Object point labels

====

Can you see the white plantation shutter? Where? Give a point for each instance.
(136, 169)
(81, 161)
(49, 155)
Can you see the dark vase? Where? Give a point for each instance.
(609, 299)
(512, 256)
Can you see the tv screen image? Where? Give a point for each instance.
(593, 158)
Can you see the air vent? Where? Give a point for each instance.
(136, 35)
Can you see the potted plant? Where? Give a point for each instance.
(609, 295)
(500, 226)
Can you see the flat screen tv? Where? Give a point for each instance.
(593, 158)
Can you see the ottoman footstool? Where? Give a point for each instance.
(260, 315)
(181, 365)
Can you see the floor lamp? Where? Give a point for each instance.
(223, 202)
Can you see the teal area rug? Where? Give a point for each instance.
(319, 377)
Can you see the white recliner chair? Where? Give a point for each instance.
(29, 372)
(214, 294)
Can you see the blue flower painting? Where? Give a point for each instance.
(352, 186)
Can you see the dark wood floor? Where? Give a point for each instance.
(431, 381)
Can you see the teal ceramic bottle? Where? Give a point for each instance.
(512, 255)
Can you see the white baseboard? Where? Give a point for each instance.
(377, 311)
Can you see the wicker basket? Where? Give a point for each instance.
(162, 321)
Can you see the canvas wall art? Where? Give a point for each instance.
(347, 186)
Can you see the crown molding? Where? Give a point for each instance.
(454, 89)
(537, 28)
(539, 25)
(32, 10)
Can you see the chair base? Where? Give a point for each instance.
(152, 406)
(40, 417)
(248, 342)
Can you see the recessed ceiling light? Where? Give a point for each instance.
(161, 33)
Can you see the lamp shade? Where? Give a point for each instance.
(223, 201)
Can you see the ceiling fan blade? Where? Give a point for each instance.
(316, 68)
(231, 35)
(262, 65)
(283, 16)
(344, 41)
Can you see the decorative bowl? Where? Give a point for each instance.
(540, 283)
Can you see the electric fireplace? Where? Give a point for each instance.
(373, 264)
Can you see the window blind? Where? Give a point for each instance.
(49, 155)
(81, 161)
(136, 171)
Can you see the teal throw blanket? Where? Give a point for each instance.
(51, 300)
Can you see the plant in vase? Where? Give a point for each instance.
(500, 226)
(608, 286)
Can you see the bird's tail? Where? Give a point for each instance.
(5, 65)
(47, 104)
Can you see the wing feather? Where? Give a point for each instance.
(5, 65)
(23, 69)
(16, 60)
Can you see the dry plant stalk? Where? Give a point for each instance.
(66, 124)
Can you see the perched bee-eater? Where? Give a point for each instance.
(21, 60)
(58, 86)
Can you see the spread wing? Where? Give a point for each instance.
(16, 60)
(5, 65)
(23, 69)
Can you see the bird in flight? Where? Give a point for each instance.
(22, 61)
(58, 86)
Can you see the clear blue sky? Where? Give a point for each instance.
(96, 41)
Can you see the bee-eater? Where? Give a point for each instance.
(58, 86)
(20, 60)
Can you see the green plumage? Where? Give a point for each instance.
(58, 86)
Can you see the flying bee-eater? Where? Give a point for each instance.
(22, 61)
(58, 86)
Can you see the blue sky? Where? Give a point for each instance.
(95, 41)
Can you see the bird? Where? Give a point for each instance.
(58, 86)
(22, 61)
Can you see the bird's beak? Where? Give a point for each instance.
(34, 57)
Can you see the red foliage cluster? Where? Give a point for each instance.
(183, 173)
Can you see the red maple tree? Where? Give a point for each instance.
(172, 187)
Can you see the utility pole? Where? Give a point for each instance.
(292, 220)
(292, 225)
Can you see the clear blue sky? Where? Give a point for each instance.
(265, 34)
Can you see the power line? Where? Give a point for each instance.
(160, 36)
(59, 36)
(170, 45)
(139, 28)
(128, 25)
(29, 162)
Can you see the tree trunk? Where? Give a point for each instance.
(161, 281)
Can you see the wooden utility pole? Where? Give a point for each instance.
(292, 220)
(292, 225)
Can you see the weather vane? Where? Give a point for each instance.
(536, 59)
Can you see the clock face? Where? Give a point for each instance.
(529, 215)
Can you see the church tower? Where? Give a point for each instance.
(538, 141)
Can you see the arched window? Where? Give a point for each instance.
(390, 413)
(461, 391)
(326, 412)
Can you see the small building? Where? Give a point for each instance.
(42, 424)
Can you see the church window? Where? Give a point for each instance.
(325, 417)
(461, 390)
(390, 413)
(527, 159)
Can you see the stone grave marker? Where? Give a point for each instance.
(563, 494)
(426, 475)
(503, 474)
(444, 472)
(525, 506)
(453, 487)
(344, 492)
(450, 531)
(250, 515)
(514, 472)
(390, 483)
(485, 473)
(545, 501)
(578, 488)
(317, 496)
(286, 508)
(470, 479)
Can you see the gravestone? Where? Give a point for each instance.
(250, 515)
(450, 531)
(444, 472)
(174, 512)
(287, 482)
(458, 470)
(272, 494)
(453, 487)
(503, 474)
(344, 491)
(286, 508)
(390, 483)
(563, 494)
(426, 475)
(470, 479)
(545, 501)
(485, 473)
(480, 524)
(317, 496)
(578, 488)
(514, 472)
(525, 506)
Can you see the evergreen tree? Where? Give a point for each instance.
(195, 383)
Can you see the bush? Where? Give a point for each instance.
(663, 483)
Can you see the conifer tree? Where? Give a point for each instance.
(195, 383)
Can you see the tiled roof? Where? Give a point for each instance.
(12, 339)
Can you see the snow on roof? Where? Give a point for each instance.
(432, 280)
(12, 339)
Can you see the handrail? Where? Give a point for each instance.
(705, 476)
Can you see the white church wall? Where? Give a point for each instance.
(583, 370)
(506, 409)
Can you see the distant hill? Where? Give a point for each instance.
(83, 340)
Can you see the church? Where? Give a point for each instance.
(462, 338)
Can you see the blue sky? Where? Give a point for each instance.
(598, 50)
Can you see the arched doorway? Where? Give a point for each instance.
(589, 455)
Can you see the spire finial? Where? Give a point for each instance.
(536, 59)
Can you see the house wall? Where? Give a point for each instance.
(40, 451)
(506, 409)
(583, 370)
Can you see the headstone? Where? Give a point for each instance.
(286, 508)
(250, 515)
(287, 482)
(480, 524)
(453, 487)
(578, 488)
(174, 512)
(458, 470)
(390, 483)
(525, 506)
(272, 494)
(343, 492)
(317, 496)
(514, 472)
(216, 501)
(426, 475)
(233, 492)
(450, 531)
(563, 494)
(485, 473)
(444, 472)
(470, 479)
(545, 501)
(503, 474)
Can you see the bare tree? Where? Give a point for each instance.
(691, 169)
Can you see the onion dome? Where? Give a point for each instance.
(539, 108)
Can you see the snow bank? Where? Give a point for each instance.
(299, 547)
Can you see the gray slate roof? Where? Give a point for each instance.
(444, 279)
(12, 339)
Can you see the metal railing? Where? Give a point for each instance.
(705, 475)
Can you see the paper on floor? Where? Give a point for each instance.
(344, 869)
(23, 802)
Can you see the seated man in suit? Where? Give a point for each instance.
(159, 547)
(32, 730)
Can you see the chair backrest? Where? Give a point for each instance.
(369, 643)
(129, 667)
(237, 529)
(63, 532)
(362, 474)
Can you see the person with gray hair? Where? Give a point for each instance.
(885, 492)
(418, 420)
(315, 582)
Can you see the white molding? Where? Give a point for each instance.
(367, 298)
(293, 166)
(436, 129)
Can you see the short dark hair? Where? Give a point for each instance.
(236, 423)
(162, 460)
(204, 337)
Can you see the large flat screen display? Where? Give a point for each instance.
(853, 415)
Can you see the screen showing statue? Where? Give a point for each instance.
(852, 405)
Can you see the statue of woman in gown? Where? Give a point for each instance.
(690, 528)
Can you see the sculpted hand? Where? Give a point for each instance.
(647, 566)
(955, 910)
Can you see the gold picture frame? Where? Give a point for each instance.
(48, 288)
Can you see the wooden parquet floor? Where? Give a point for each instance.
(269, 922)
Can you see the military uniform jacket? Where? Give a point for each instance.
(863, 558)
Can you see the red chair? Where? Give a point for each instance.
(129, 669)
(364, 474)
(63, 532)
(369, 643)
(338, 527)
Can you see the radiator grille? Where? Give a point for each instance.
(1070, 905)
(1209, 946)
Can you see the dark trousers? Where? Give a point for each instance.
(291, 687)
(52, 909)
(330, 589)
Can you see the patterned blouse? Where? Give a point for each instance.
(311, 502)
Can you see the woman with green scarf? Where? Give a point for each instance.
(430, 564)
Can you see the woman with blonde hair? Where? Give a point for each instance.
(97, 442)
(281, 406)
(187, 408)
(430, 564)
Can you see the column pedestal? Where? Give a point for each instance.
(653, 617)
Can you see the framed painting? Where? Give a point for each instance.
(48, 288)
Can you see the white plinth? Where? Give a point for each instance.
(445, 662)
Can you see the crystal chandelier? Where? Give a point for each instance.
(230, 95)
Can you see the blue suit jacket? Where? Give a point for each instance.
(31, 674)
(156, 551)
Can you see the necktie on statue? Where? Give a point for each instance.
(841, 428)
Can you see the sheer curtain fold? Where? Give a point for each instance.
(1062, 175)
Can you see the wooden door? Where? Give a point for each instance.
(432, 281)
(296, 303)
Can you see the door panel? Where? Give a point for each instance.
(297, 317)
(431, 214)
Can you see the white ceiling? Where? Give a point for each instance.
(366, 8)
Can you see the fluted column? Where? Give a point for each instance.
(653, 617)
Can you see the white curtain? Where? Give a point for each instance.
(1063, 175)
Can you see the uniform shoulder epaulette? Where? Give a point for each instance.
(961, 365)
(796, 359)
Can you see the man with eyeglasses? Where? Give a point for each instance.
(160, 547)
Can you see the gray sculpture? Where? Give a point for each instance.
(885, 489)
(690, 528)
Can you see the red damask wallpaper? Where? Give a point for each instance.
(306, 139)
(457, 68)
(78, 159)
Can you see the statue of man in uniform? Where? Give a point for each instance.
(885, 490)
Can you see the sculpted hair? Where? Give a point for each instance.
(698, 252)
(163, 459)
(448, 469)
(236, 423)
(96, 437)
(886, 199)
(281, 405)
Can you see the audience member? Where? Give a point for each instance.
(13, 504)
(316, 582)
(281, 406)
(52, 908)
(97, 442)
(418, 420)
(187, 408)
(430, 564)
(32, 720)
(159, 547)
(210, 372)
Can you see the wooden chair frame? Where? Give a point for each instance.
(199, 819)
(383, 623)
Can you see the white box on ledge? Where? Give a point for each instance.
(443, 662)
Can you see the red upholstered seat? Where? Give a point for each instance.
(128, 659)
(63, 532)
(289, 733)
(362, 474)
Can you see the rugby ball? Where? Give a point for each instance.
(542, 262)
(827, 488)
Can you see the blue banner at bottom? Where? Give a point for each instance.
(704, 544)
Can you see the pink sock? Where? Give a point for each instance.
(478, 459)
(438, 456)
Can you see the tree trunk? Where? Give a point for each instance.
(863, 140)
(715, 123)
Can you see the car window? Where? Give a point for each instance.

====

Task description = Repeat only the stretch of lines that opens with the line containing "Can you see the audience" and closes with the final line of the entries, both included, exactly as written.

Response =
Can you see the audience member? Where? Give a point for each instance.
(13, 504)
(316, 582)
(281, 406)
(52, 908)
(97, 442)
(418, 420)
(187, 408)
(430, 564)
(32, 720)
(159, 547)
(210, 372)
Can you see the wooden chair frame? Where? Give a point for each instance.
(199, 819)
(383, 623)
Can you see the white box on ledge? Where? Give a point for each instance.
(443, 662)
Can you see the red upholstered seat? Where? Give a point for each instance.
(128, 659)
(63, 532)
(289, 733)
(362, 474)
Can you see the rugby ball? Where? Give a point for each instance.
(542, 262)
(827, 488)
Can you see the blue banner at bottom? Where? Give a point for each instance.
(704, 544)
Can you see the pink sock? Where? Give a point for each instance.
(478, 459)
(438, 456)
Can you see the tree trunk? Where? Give a point for each instance.
(863, 140)
(715, 123)
Can you see the car window? Where? Give a point for each instance.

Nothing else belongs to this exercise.